Records for pointing at named objects:
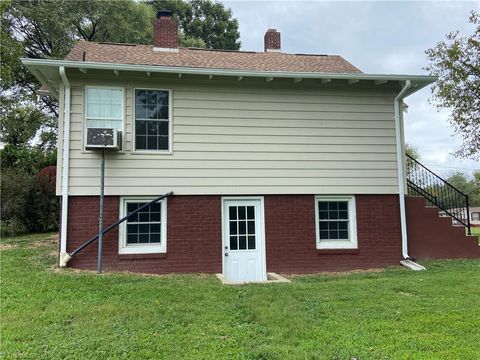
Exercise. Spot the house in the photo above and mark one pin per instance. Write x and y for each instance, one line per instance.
(278, 162)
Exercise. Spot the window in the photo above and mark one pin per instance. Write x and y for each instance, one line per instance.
(144, 232)
(152, 119)
(104, 107)
(336, 222)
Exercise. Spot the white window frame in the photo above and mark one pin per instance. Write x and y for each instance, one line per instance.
(351, 243)
(123, 247)
(170, 124)
(85, 108)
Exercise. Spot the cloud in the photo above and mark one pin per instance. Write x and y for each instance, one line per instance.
(377, 37)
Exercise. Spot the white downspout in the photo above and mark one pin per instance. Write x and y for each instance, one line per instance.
(64, 257)
(401, 167)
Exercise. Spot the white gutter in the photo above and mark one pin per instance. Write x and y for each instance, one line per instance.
(65, 167)
(223, 72)
(401, 165)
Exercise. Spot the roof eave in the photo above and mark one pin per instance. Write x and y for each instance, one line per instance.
(37, 64)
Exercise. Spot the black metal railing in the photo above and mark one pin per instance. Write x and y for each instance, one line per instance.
(437, 192)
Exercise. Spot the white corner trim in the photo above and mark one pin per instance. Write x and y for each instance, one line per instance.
(123, 248)
(65, 163)
(401, 166)
(352, 242)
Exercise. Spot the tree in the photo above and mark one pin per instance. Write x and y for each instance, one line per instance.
(203, 20)
(412, 151)
(467, 185)
(456, 62)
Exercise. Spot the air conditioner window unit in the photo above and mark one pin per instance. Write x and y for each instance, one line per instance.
(103, 139)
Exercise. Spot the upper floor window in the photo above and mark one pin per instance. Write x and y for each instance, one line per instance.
(152, 119)
(104, 107)
(336, 222)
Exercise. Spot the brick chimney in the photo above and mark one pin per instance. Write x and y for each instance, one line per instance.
(165, 32)
(272, 40)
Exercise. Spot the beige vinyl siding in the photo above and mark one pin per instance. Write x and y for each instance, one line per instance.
(249, 139)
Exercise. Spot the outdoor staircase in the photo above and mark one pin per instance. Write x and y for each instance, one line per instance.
(432, 207)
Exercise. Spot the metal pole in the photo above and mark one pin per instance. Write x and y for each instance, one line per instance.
(100, 217)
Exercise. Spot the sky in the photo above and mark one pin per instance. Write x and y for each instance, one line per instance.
(382, 37)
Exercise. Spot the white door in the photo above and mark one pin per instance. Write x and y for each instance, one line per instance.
(243, 240)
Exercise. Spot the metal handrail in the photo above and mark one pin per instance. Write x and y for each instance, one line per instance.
(107, 229)
(438, 192)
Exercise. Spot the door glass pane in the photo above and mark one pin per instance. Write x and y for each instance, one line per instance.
(242, 242)
(251, 242)
(233, 243)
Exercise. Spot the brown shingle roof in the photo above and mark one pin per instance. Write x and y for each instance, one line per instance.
(202, 58)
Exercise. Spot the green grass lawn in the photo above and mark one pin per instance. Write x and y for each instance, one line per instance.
(394, 314)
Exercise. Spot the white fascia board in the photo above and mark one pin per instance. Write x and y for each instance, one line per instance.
(35, 63)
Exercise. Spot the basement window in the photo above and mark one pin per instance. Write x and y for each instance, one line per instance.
(152, 120)
(336, 222)
(144, 232)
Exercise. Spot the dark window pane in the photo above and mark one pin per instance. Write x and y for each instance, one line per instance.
(163, 127)
(140, 127)
(242, 227)
(144, 228)
(162, 97)
(332, 205)
(132, 239)
(251, 242)
(155, 216)
(233, 243)
(251, 227)
(151, 142)
(242, 242)
(233, 227)
(322, 205)
(163, 143)
(152, 128)
(132, 207)
(241, 212)
(333, 214)
(143, 216)
(163, 112)
(250, 212)
(323, 215)
(232, 211)
(333, 234)
(343, 225)
(152, 112)
(132, 229)
(140, 112)
(155, 238)
(140, 142)
(140, 97)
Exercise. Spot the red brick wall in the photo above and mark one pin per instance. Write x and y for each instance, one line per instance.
(290, 235)
(193, 230)
(194, 235)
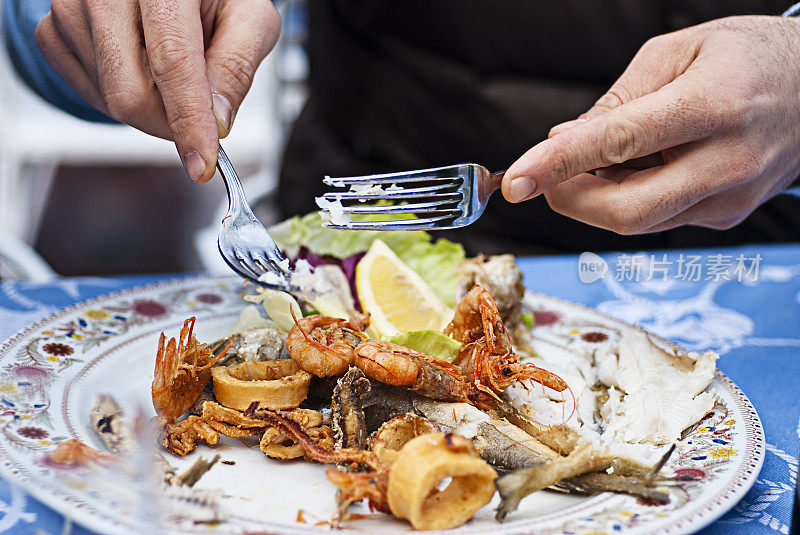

SET EXERCISE: Rewrite every line of the material above as a numbered list, skipping any blank lines and leaving the pictures out.

CORRECT ANSWER:
1. Exercise. Spot the house in the photo above and mark one pin per instance. Write x and y for each instance, one line per instance.
2. (278, 162)
3. Exercise. Spot the window in the photo above and mark one pin per instance. Write x and y for each instance, one line per instance.
4. (144, 232)
5. (152, 119)
6. (104, 107)
7. (336, 222)
8. Exercise. Spot the white window frame in the photo above and mark one pin per instance. Write x and y for each instance, one line per instance.
9. (351, 243)
10. (123, 247)
11. (170, 124)
12. (85, 108)
13. Exercise. Spot the cloud in the photo above and mark one pin per instance. Write x and y for each instance, one line per instance.
14. (377, 37)
15. Exercise. Spot the white downspout in the photo above and mark one pin per instance. Write x and y for each instance, one line per instance.
16. (64, 257)
17. (401, 167)
18. Exercise. Spot the white gutter in the photo above and mark one pin per instance. Write x and y for each instance, one line per instance.
19. (65, 167)
20. (223, 72)
21. (401, 165)
22. Exercise. Spot the roof eave in the photo above and mark one pin per instance. Write x and y for each instance, one line per instance.
23. (37, 64)
24. Exercise. Spot the black metal railing in the photo above and mark one pin per instance. Write x and y for each instance, one line per instance.
25. (437, 192)
26. Exercise. Spot the white corner trim in the photo above and mark one pin per instance. Write x and y for each instance, one line per instance.
27. (123, 248)
28. (65, 163)
29. (401, 166)
30. (352, 242)
31. Exercise. Spot the tree in the photo above and mark one pin per instance. Write x and y for each instance, one line per instance.
32. (203, 20)
33. (412, 151)
34. (467, 185)
35. (456, 62)
36. Exercise. Spot the air conditioner window unit in the photo above and mark one pin per instance. Write x and y for each instance, one line per instance.
37. (103, 139)
38. Exercise. Spot the upper floor window in the photo above and mark one pin per instance. Write x and y for each instance, one line per instance.
39. (152, 119)
40. (104, 107)
41. (336, 222)
42. Exercise. Spot the brick chimney in the photo above and mark one pin per instance. Write x and y for each instance, one line per instance.
43. (165, 32)
44. (272, 40)
45. Exercise. Spot the beige vinyl siding in the photo above and mark one pin per instance. Write x and y for each instance, one line per instance.
46. (249, 139)
47. Exercise. Spot the outdoor staircase in the photo above and mark one pin per instance. Write x and y for each instance, one line per instance.
48. (432, 207)
49. Exercise. Spot the metal pole in the photo above and mark one pin per instance. Write x and y for each instance, one line per instance.
50. (100, 217)
51. Exercise. Spot the sky in the photo above and mark one pin per instance. Write x and y for each instance, one line per instance.
52. (382, 37)
53. Exercise. Spot the white door in the photo above and mark one pin per instance. Write x and y for each instance, one line per instance.
54. (243, 240)
55. Exercise. Spot the metal handrail in the photo above and mark one pin per instance. Write x and y for each instance, one line per instance.
56. (107, 229)
57. (438, 192)
58. Exercise. Spot the door glass pane in the photo above and mark one pin per instance. Write x and y for each instance, one line per instance.
59. (242, 242)
60. (251, 242)
61. (233, 243)
62. Exercise. Spot the brown shingle roof in the photo above and mark one pin per instance. Write x and y for each instance, one line per instance.
63. (202, 58)
64. Exercise. Spot the green grass lawn in the photo above and mark one pin per instance. Write x and y for each instance, one line per instance.
65. (394, 314)
66. Exercise. Spot the white fascia board in the photo above and mark one pin per instance. Write x and y for each instance, one line per instance.
67. (35, 63)
68. Exercise. Spot the basement window in the photo above and mark one pin per instance. Write x and y for each instance, one line per instance.
69. (152, 120)
70. (336, 222)
71. (144, 232)
72. Exercise. Spot the dark window pane in the photo above and mark one pin per instance. Write x and y for each instance, one line per instance.
73. (163, 127)
74. (140, 127)
75. (242, 227)
76. (144, 228)
77. (162, 97)
78. (332, 205)
79. (132, 239)
80. (251, 242)
81. (155, 216)
82. (233, 243)
83. (251, 227)
84. (151, 142)
85. (242, 242)
86. (233, 227)
87. (322, 205)
88. (163, 143)
89. (152, 128)
90. (132, 207)
91. (241, 212)
92. (333, 214)
93. (143, 216)
94. (163, 112)
95. (250, 212)
96. (323, 215)
97. (232, 211)
98. (333, 234)
99. (343, 225)
100. (152, 112)
101. (132, 229)
102. (140, 112)
103. (155, 238)
104. (140, 142)
105. (140, 97)
106. Exercise. Spot the red brick wall in the photo above and mark one pin per instance. Write x and y for each instance, one line per instance.
107. (290, 235)
108. (193, 230)
109. (194, 235)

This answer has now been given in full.